# Data supplied start
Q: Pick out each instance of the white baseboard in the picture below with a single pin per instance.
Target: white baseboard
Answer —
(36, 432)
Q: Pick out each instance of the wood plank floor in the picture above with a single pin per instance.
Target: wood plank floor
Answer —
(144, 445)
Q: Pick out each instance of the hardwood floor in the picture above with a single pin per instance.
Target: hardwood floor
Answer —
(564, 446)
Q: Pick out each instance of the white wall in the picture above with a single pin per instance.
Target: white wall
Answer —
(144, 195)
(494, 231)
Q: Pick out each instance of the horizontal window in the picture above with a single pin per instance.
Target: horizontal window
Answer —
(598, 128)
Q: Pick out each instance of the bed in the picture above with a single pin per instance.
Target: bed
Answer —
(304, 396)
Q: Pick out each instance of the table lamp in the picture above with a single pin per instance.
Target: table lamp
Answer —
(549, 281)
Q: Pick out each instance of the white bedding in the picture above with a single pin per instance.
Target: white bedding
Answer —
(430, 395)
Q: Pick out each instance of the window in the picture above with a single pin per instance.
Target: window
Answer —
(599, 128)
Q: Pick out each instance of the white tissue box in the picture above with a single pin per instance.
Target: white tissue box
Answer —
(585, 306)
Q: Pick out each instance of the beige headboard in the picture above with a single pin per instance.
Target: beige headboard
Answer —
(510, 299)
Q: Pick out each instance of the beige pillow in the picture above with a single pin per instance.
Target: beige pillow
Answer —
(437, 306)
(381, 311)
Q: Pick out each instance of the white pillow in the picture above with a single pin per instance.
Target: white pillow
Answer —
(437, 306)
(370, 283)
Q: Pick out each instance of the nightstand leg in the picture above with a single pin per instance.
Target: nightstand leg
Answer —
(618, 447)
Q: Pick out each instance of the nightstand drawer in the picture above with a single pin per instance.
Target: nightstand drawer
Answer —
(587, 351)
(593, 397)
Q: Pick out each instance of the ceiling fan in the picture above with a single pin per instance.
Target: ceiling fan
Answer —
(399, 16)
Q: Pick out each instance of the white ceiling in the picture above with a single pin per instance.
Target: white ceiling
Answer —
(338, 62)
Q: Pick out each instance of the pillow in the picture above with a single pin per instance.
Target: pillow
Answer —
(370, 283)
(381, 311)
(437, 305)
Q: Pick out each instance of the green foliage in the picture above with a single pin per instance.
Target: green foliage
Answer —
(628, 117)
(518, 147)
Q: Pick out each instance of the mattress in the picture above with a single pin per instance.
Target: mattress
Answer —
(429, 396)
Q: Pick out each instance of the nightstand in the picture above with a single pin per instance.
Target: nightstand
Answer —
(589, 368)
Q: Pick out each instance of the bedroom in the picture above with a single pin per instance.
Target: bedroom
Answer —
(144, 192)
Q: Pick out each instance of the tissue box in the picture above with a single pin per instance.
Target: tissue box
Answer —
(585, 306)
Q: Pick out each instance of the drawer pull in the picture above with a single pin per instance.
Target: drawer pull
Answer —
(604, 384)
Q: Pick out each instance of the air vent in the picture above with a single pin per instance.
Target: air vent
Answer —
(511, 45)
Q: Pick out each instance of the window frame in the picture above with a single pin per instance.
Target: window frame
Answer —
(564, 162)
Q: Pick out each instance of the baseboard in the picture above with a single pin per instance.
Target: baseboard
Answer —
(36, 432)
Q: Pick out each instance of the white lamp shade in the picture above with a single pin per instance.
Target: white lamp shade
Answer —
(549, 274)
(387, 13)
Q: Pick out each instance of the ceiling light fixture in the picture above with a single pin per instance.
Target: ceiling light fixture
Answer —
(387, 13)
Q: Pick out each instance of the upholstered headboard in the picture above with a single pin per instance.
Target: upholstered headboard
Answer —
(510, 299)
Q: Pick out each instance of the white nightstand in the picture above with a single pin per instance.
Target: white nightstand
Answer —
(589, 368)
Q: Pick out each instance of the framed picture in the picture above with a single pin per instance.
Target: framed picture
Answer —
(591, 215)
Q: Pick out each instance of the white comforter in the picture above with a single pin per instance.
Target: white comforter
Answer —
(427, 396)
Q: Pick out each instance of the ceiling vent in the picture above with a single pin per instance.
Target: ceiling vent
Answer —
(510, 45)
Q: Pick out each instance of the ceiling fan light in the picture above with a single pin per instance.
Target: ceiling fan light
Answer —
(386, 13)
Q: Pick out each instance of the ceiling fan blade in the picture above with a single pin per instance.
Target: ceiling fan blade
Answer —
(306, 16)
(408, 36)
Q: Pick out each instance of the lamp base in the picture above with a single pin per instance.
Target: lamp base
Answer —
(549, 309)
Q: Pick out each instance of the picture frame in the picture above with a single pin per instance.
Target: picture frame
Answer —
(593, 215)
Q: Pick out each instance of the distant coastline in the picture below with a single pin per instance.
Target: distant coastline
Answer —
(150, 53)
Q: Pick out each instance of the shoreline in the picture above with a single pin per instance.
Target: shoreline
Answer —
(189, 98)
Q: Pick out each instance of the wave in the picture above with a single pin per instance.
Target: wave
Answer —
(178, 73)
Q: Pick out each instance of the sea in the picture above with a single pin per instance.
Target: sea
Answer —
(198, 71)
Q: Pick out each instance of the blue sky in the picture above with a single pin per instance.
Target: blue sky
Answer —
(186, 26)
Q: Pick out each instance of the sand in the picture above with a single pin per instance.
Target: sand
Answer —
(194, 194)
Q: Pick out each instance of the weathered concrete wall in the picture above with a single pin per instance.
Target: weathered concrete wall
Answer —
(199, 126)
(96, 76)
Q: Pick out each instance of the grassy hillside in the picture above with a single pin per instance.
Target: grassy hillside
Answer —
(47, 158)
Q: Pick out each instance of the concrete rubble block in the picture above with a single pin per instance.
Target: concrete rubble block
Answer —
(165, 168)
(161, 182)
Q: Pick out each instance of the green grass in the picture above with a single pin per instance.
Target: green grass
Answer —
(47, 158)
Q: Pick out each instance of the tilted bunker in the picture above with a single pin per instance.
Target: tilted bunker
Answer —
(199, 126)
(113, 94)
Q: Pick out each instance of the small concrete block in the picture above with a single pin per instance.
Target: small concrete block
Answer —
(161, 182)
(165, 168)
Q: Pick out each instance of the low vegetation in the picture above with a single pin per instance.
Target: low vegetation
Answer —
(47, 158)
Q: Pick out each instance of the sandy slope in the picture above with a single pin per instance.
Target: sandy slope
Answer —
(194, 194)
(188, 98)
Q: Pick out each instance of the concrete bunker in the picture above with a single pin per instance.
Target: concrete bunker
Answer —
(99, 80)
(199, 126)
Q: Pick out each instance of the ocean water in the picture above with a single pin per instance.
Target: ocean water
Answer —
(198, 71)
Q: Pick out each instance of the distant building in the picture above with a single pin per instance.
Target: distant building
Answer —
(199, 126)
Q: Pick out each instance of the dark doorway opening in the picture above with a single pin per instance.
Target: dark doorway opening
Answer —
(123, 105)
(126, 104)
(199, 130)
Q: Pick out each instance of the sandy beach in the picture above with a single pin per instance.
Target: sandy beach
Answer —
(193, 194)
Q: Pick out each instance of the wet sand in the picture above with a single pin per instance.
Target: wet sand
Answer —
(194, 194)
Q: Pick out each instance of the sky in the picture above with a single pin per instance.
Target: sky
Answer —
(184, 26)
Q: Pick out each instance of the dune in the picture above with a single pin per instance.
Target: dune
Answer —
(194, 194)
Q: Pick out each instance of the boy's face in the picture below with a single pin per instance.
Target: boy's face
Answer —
# Data supplied end
### [Do this]
Rewrite all the records above, substituting "single marker" for each occurrence of "single pin" and leaving everything else unchanged.

### [Response to this task]
Q: Pick out each instance of the white baseboard in the picture below with a single marker per instance.
Target: white baseboard
Answer —
(36, 432)
Q: Pick out each instance of the wood plank floor in the picture above with a single marker per instance.
Target: wood plank floor
Answer —
(144, 445)
Q: Pick out each instance of the hardwood floor in the picture above with a single marker per instance.
Target: hardwood floor
Answer —
(564, 446)
Q: Pick out each instance of the white wall in the picture above with a single marker per instance.
Target: white wall
Answer —
(144, 195)
(494, 231)
Q: Pick out each instance of the horizontal window in the picture above with a single marker per instance.
Target: horizontal window
Answer —
(598, 128)
Q: Pick out each instance of the bed in the picture above with a single marker per instance.
Target: bed
Answer —
(304, 396)
Q: Pick out each instance of the table lamp in the picture above with a single marker per instance.
Target: table lamp
Answer —
(549, 281)
Q: Pick out each instance of the white bedding in the picture above with a single marker per instance.
Target: white bedding
Answer —
(430, 395)
Q: Pick out each instance of the window in the picture above with a single marker per instance.
Target: window
Answer —
(599, 128)
Q: Pick out each instance of the white tissue box in the picture above with a single marker per instance.
Target: white tissue box
Answer —
(585, 306)
Q: Pick out each instance of the beige headboard in the picture above with a single marker per instance.
Target: beige headboard
Answer —
(510, 299)
Q: Pick out each instance of the beige pillow in the picture above with a single marker per instance.
Target: beige pillow
Answer —
(437, 306)
(381, 311)
Q: Pick out each instance of the white pillow in the picture above with a single marker per instance.
Target: white pillow
Answer —
(437, 306)
(370, 283)
Q: Pick out each instance of the nightstand leg in the picture above with a single marker per instance.
Target: nightstand leg
Answer —
(618, 447)
Q: Pick out each instance of the nightstand drawer in the picture above with a single marker per instance.
Target: nightstand drawer
Answer —
(587, 351)
(593, 397)
Q: Pick out each instance of the ceiling fan in the picture above with a single marker per instance.
Target: ceiling fan
Answer —
(399, 16)
Q: Pick out each instance of the white ceiling in the picture above with a single marker per instance.
Target: white ceiling
Answer —
(338, 62)
Q: Pick out each instance of the pillow in the picture above with a single marker per instance.
Target: pillow
Answer —
(370, 283)
(381, 311)
(437, 305)
Q: Pick out each instance of the green foliage in the picture above with a single marker per instance.
Target: green foliage
Answer —
(628, 117)
(518, 147)
Q: Pick out each instance of the mattress in the picture above with a single marker per instance.
Target: mattress
Answer —
(429, 396)
Q: Pick out each instance of the nightstand in the picture above with a single marker per instance.
Target: nightstand
Answer —
(589, 368)
Q: Pick out each instance of the bedroom in the picture above with a single marker per instance.
Target: bedroom
Answer —
(144, 192)
Q: Pick out each instance of the tissue box in the picture above with a single marker per instance.
Target: tissue box
Answer —
(585, 306)
Q: Pick out each instance of the drawer pull in the picture above with a single marker per instance.
Target: drawer pull
Answer —
(604, 384)
Q: Pick out each instance of the air vent in the picture above with a single marker per instance.
Target: air vent
Answer —
(511, 45)
Q: Pick out each instance of the window frame in the picture above with a single marker per instance.
Target: window frame
Answer —
(564, 162)
Q: Pick out each instance of the baseboard in the picture above with a single marker per instance.
Target: baseboard
Answer —
(36, 432)
Q: Pick out each instance of the white lamp shade in the picture above with a single marker per instance.
Target: white lamp shade
Answer —
(549, 274)
(387, 13)
Q: Pick out each instance of the ceiling light fixture in the picture above with a single marker per instance.
Target: ceiling light fixture
Answer —
(387, 13)
Q: Pick out each instance of the upholstered headboard in the picture above with a single marker per instance.
Target: upholstered headboard
Answer —
(510, 299)
Q: Pick out each instance of the white nightstand in the picture above with a single marker per instance.
Target: white nightstand
Answer —
(589, 368)
Q: Pick out each instance of the framed picture in the picture above with a single marker per instance.
Target: framed picture
Answer —
(591, 215)
Q: Pick out each instance of the white comforter in the picture above with a single marker per instance.
Target: white comforter
Answer —
(427, 396)
Q: Pick out each instance of the ceiling vent in the picture above with a single marker per instance.
Target: ceiling vent
Answer —
(510, 45)
Q: Pick out each instance of the ceiling fan light in the picture above with a single marker per instance.
Target: ceiling fan light
Answer —
(386, 13)
Q: Pick out each instance of the ceiling fan blade in the picture above with a single marker per instance.
Target: ceiling fan blade
Answer —
(306, 16)
(408, 36)
Q: Pick out each instance of the lamp base in the picture above with a single marker per instance.
Target: lamp base
Answer —
(549, 309)
Q: Pick out each instance of the picture frame in the picture above with a single marker per instance.
Target: picture frame
Answer —
(593, 215)
Q: Pick out each instance of the distant coastline in the picture below with a single marker per instance.
Target: distant coastline
Answer —
(150, 53)
Q: Pick out each instance of the shoreline in the picture above with a single marker per instance.
Target: shoreline
Answer —
(189, 98)
Q: Pick out each instance of the wave in the picture above with a single marker per instance.
Target: wave
Answer —
(178, 73)
Q: Pick out each instance of the sea in the picture above with a single marker per instance.
Target: sea
Answer —
(198, 71)
Q: Pick out each instance of the blue sky in the picture above with a single marker per instance.
Target: blue sky
Answer —
(186, 26)
Q: Pick out each instance of the sand in the picture above with a single marker per instance.
Target: sand
Answer —
(194, 194)
Q: Pick out each instance of the weathered concrete wall in the picture above with a single marker per instance.
Target: weathered concrete wall
Answer —
(199, 126)
(96, 76)
Q: Pick out each instance of the grassy hillside in the picture above with a single marker per instance.
Target: grassy hillside
Answer —
(47, 158)
Q: Pick out each instance of the concrete rubble block in the picture above with a single marker per instance.
Target: concrete rubble block
Answer —
(165, 168)
(161, 182)
Q: Pick out each instance of the green grass in the picture above with a single marker per instance.
Target: green grass
Answer —
(47, 158)
Q: Pick out each instance of the tilted bunker in the picture above with a single marker per instance.
Target: tilted bunker
Answer —
(199, 126)
(113, 94)
Q: Pick out each instance of the small concrete block in the picture above with a single marker per instance.
Target: small concrete block
Answer —
(161, 182)
(165, 168)
Q: Pick out each instance of the low vegetation in the picture above with a single marker per instance.
Target: low vegetation
Answer —
(47, 158)
Q: Pick out each instance of the sandy slope in the picture above with a single marker per instance.
Target: sandy slope
Answer —
(194, 194)
(188, 98)
Q: Pick out each instance of the concrete bunker in the picture above with a single marker per instance.
Target: concrete bunker
Answer —
(99, 80)
(199, 126)
Q: Pick out each instance of the ocean water in the picture above with a single marker per instance.
Target: ocean water
Answer —
(198, 71)
Q: Pick out each instance of the distant building in the picture above with a single marker per instance.
Target: distant building
Answer —
(199, 126)
Q: Pick out each instance of the dark doorway opening in the picture above with a single marker per instance.
Target: dark doorway opening
Answer —
(123, 105)
(126, 104)
(199, 130)
Q: Pick out each instance of the sandy beach in the picture above with a single marker per instance.
Target: sandy beach
Answer —
(193, 194)
Q: Pick out each instance of the wet sand in the picture above with a single marker per instance.
Target: wet sand
Answer —
(194, 194)
Q: Pick out each instance of the sky in the picture above with a single marker per instance.
Target: sky
Answer —
(184, 26)
Q: Pick out each instance of the dune in the picture above with a single marker per instance.
Target: dune
Answer —
(194, 194)
Q: Pick out each instance of the boy's face in the picture below with a single marker per instance.
Target: boy's face
Answer —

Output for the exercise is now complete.